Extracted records

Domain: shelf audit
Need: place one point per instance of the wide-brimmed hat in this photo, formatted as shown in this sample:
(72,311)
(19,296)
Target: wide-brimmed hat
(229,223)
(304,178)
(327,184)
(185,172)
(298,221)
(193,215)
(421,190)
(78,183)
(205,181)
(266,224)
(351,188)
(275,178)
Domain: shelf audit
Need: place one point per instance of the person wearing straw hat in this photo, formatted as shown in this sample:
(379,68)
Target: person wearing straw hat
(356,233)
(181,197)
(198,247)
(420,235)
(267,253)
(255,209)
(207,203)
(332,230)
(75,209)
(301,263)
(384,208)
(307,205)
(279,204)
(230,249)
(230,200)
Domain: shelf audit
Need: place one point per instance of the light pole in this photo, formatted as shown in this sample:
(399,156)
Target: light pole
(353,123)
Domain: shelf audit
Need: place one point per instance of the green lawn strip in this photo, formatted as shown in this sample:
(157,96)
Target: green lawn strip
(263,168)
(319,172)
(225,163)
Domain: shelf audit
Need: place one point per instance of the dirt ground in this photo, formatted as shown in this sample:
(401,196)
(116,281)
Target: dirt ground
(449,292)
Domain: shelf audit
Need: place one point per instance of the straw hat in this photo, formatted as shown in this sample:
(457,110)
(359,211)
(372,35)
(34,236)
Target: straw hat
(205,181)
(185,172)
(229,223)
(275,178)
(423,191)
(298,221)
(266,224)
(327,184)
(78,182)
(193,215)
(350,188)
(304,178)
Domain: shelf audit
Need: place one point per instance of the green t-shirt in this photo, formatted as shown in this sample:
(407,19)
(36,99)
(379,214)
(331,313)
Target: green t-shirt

__EXERCISE AIM__
When the word "shown" shows up in a line of the entries, report that line.

__RESPONSE__
Need: place one point per instance of the wide-brimmed hat in this photo, formatted as shown in this sample:
Need: place one point per instance of the person wearing straw hat in this photo, formatted as shown in this sample:
Need: place one point per instance of the light pole in this photo, formatted as shown in this sample:
Need: place one point per instance of the green lawn strip in this photo, formatted as shown in this sample:
Need: place one point per instance of the dirt ground in this photo, formatted as shown in this sample:
Need: place one point per instance of the straw hat in this photo, formatted as shown in this sample:
Need: place one point per instance of the green t-shirt in this photo, formatted as shown in this sample:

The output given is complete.